### [AIM OF THE EXERCISE]
Rescale all of the items below. Reproduce every line, requests included, with each coordinate in the answers multiplied by 2.1 and rounded to the nearest whole number, halves rounding up.

[Excerpts from a point labeling dataset]
----------------

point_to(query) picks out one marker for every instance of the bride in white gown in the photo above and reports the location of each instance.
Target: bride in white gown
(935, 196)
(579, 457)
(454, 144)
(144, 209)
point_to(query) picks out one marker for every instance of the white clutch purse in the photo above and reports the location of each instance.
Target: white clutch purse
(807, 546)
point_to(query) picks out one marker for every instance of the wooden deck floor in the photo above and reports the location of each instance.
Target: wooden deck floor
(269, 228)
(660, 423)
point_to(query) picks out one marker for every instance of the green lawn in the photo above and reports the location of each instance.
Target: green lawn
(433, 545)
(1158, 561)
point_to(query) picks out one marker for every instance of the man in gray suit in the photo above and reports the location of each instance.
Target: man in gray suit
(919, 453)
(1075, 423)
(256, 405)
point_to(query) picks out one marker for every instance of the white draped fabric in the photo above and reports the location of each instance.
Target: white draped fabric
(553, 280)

----------------

### [SOLUTION TO THIS TASK]
point_to(query) picks out one marker for every instance of the bride in white gown in the photo above and reports the location of each instance.
Target: bride in white gown
(1964, 412)
(1216, 960)
(953, 302)
(302, 439)
point_to(query) picks out one marker for every instance of the white clutch purse in the photo above and reports the location of each instance.
Target: white clutch purse
(1695, 1147)
point_to(query) picks out one marker for every instance of the wooden deck floor in the photo above and reports the location of each instance.
Target: wooden deck floor
(565, 479)
(1386, 888)
point_to(query) picks out one marker for every instance of the green lawn in the photo above and reports the location of each instance.
Target: green lawn
(909, 1145)
(2432, 1178)
point_to(query) picks out one marker for every instance of the man in gray suit in the photo above and reports the location of each instance.
Target: man in gray suit
(1930, 951)
(2258, 888)
(538, 851)
point_to(query) picks out one marker for every instance of the white draped fabric in the photo above and reports the location of each instance.
Target: white draped fabric
(1161, 588)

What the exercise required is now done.